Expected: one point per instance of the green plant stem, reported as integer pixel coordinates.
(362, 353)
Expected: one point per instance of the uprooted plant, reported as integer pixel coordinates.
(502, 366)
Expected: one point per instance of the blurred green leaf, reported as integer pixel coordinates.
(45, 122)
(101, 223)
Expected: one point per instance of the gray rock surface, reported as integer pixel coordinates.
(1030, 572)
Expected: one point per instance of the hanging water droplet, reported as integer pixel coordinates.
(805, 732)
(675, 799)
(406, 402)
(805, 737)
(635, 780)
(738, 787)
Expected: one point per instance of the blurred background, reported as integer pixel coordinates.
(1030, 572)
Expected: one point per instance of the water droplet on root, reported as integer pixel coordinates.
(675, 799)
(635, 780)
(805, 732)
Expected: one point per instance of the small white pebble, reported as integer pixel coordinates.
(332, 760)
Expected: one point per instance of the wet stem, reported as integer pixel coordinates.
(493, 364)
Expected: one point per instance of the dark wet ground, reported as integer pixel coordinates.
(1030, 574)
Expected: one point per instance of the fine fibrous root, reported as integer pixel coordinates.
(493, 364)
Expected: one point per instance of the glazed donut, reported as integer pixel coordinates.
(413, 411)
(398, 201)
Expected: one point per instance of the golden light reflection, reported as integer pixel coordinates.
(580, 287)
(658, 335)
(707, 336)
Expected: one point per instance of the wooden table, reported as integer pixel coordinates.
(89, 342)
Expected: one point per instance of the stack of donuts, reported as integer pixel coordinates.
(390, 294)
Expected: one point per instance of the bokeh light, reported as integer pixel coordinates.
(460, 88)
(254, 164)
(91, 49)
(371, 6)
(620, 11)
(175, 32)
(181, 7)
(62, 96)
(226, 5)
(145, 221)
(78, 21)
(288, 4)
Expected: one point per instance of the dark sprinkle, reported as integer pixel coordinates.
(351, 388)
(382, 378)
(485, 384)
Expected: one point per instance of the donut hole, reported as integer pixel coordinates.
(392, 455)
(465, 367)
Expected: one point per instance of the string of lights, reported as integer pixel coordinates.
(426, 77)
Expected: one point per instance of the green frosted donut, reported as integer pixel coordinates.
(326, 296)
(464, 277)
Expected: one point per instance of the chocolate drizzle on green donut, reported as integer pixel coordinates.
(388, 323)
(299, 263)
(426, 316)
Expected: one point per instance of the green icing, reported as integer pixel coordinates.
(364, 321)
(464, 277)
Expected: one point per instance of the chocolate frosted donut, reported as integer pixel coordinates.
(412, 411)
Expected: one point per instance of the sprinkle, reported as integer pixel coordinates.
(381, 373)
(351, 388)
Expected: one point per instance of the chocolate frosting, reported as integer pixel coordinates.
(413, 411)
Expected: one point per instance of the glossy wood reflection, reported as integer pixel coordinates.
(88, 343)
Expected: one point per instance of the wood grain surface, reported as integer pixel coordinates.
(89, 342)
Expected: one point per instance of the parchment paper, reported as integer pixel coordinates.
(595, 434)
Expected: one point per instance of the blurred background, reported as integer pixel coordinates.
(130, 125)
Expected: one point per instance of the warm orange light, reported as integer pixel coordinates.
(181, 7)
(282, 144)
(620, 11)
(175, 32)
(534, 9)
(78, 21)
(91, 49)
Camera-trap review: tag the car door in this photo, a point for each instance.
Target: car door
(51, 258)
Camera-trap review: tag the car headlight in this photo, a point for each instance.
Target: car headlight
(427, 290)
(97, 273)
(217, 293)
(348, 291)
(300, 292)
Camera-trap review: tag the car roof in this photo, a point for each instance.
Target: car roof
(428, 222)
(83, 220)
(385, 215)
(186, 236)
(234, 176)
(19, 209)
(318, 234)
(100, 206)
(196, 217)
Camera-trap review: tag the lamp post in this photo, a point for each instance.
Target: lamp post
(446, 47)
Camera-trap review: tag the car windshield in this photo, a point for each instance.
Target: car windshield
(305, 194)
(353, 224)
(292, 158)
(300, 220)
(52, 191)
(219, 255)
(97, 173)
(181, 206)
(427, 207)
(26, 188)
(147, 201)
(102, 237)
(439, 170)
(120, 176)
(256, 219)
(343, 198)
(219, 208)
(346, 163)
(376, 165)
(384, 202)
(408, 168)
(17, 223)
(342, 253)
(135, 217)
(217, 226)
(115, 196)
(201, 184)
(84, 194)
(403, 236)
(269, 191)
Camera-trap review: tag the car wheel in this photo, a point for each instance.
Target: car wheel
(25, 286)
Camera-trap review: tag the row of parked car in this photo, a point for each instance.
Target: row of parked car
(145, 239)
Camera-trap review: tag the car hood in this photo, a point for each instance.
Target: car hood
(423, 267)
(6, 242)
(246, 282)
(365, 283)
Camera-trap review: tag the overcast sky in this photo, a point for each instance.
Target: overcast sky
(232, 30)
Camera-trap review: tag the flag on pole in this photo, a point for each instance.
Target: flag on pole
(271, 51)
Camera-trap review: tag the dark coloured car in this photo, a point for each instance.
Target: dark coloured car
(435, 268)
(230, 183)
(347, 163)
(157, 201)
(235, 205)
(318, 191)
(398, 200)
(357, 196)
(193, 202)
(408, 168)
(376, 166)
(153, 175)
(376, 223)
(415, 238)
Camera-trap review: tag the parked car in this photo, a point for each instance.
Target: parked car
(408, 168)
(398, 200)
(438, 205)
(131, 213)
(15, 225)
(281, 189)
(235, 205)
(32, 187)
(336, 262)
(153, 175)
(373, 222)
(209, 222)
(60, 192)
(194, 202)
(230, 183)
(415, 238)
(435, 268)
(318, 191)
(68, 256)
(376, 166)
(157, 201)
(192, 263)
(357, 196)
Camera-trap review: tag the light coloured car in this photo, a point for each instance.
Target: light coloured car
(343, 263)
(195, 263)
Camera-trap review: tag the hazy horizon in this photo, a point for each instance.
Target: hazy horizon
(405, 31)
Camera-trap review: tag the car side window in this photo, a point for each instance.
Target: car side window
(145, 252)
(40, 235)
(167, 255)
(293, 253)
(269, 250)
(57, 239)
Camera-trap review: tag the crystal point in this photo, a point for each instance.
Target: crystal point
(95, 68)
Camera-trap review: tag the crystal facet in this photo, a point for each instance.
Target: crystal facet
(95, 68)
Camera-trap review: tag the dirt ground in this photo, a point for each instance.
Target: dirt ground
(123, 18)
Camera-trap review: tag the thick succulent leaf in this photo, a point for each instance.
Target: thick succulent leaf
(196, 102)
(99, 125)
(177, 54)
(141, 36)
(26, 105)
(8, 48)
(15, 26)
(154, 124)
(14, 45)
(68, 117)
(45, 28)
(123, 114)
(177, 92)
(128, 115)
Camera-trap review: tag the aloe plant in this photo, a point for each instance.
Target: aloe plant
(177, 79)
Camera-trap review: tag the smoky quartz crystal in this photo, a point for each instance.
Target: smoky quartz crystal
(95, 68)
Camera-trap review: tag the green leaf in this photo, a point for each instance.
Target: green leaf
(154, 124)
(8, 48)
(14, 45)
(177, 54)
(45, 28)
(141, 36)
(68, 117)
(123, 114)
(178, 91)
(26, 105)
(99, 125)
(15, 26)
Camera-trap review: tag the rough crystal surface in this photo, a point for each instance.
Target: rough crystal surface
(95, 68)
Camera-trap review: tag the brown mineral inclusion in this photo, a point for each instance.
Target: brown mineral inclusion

········

◆ **Task item**:
Repeat the lines above exactly.

◆ **The completed task**:
Expected: one point per instance of the green plant stem, reported as integer pixel coordinates.
(362, 353)
Expected: one point per instance of the uprooted plant, reported as integer pixel coordinates.
(502, 366)
Expected: one point per instance of the blurred green leaf, reported as integer pixel coordinates.
(45, 122)
(101, 223)
Expected: one point per instance of the gray rock surface, reported as integer pixel coordinates.
(1030, 572)
Expected: one point per instance of the hanging water droplet, reported as integer pixel coordinates.
(805, 732)
(675, 799)
(406, 402)
(805, 737)
(635, 780)
(738, 787)
Expected: one point per instance of the blurred background, reported as integer pixel coordinates.
(1030, 572)
Expected: one point per instance of the water droplet on root, reported as integer pixel coordinates.
(675, 799)
(635, 780)
(805, 732)
Expected: one point per instance of the small white pebble, reported as integer pixel coordinates.
(332, 760)
Expected: one point per instance of the wet stem, reported as integer pixel coordinates.
(493, 364)
Expected: one point per instance of the dark wet ground, reported as integer pixel coordinates.
(1030, 574)
Expected: one point per instance of the fine fibrous root, reported as integer pixel coordinates.
(493, 364)
Expected: one point per instance of the glazed donut, reported as integer pixel coordinates.
(413, 411)
(398, 201)
Expected: one point per instance of the golden light reflection, reported as integer pixel coordinates.
(580, 287)
(658, 335)
(707, 336)
Expected: one point per instance of the wooden table, reported as integer pixel coordinates.
(89, 342)
Expected: one point per instance of the stack of donuts, reported as integer pixel coordinates.
(390, 294)
Expected: one point per instance of the bokeh light, reported as integer pixel coordinates.
(460, 88)
(254, 164)
(91, 49)
(371, 6)
(620, 11)
(175, 32)
(181, 7)
(62, 96)
(226, 5)
(145, 221)
(78, 21)
(288, 4)
Expected: one point per instance of the dark sprinkle, reported as integer pixel coordinates.
(351, 388)
(382, 378)
(485, 384)
Expected: one point per instance of the donut hole, reported as integer pixel coordinates.
(392, 455)
(465, 367)
Expected: one point per instance of the string of lights, reported as integer pixel coordinates.
(426, 77)
Expected: one point per instance of the green frosted donut, reported as integer pixel coordinates.
(326, 296)
(464, 277)
Expected: one point per instance of the chocolate drizzle on green donut, reported as integer pixel coordinates.
(388, 323)
(299, 263)
(426, 316)
Expected: one point per instance of the green icing, reported as integer pixel coordinates.
(364, 321)
(464, 277)
Expected: one point per instance of the chocolate frosted donut, reported as integer pixel coordinates.
(412, 411)
Expected: one point per instance of the sprinkle, reported as integer pixel coordinates.
(381, 373)
(351, 388)
Expected: one point per instance of the chocolate frosting, reported as integer pixel coordinates.
(413, 411)
Expected: one point per instance of the glossy wood reflection, reported as integer pixel coordinates.
(88, 343)
Expected: one point per instance of the wood grain surface, reported as integer pixel coordinates.
(89, 342)
Expected: one point per instance of the parchment paper, reported as integer pixel coordinates.
(595, 434)
Expected: one point per instance of the blurred background, reported as integer pixel coordinates.
(130, 125)
Expected: one point per instance of the warm orange light, reported as integer pixel coordinates.
(181, 7)
(282, 144)
(620, 11)
(175, 32)
(534, 9)
(78, 21)
(91, 49)
Camera-trap review: tag the car door in this photo, a point for each instance.
Target: car door
(51, 258)
Camera-trap review: tag the car headlight in this photo, a point for each instance.
Target: car headlight
(427, 290)
(97, 273)
(217, 293)
(348, 291)
(300, 292)
Camera-trap review: tag the car roof in this photo, a point for each instance.
Target: car roof
(428, 222)
(83, 220)
(385, 215)
(186, 236)
(234, 176)
(19, 209)
(318, 234)
(100, 206)
(196, 217)
Camera-trap review: tag the lamp post in this photo, a point for each instance.
Target: lamp post
(446, 47)
Camera-trap review: tag the car windshield in this photo, a point for each instance.
Target: car windshield
(305, 194)
(353, 224)
(292, 158)
(300, 220)
(52, 191)
(219, 255)
(97, 173)
(181, 206)
(427, 207)
(26, 188)
(147, 201)
(102, 237)
(439, 170)
(120, 176)
(256, 219)
(343, 198)
(219, 208)
(346, 163)
(376, 165)
(384, 202)
(408, 168)
(17, 223)
(342, 253)
(135, 217)
(217, 226)
(115, 196)
(201, 184)
(84, 194)
(403, 236)
(269, 191)
Camera-trap review: tag the car wheel in this photo, a point for each instance.
Target: car wheel
(25, 286)
Camera-trap review: tag the row of parked car in this photo, a point for each instance.
Target: row of parked car
(145, 239)
Camera-trap review: tag the car hood in this photo, a point for each instance.
Target: car hood
(423, 267)
(6, 242)
(246, 282)
(365, 283)
Camera-trap review: tag the overcast sky in this photo, a point for each instance.
Target: overcast sky
(232, 30)
Camera-trap review: tag the flag on pole in this photo, a point for each instance.
Target: flag on pole
(271, 51)
Camera-trap review: tag the dark coloured car in this photo, a point for each instance.
Target: dark coloured car
(435, 268)
(230, 183)
(347, 163)
(157, 201)
(235, 205)
(318, 191)
(398, 200)
(357, 196)
(193, 202)
(408, 168)
(376, 166)
(153, 175)
(376, 223)
(415, 238)
Camera-trap review: tag the parked car in this photo, a point for each instance.
Target: parked car
(408, 168)
(398, 200)
(438, 205)
(131, 213)
(15, 225)
(281, 189)
(235, 205)
(32, 187)
(336, 262)
(153, 175)
(373, 222)
(209, 222)
(60, 192)
(194, 202)
(230, 183)
(415, 238)
(435, 268)
(318, 191)
(68, 256)
(376, 166)
(157, 201)
(192, 263)
(357, 196)
Camera-trap review: tag the light coloured car in this photo, a point for each instance.
Target: light coloured car
(343, 263)
(195, 263)
Camera-trap review: tag the hazy horizon in this photo, a point for each instance.
Target: hazy horizon
(405, 31)
Camera-trap review: tag the car side window in this photo, a point for each instance.
Target: car side window
(145, 252)
(40, 235)
(167, 255)
(293, 253)
(269, 250)
(57, 239)
Camera-trap review: tag the crystal point in this photo, a point for each instance.
Target: crystal point
(95, 68)
Camera-trap review: tag the crystal facet in this photo, a point for each instance.
Target: crystal facet
(95, 68)
Camera-trap review: tag the dirt ground in this photo, a point for each instance.
Target: dirt ground
(123, 18)
Camera-trap review: tag the thick succulent leaf in this photo, a point for each instance.
Target: thick succulent leaf
(196, 102)
(99, 125)
(177, 54)
(141, 36)
(26, 105)
(8, 48)
(15, 26)
(154, 124)
(14, 45)
(68, 117)
(45, 28)
(123, 114)
(177, 92)
(128, 115)
Camera-trap review: tag the aloe plant in this photo, a point for each instance.
Target: aloe plant
(177, 79)
Camera-trap review: tag the smoky quartz crystal in this photo, a point for each instance.
Target: smoky quartz crystal
(95, 68)
Camera-trap review: tag the green leaf in this photo, a point for each instance.
Target: green leaf
(154, 124)
(8, 48)
(14, 45)
(177, 54)
(45, 28)
(141, 36)
(68, 117)
(123, 114)
(178, 91)
(26, 105)
(99, 125)
(15, 26)
Camera-trap review: tag the rough crystal surface in this photo, a point for each instance.
Target: rough crystal surface
(95, 68)
Camera-trap review: tag the brown mineral inclusion in this photo, a point for each instance.
Target: brown mineral inclusion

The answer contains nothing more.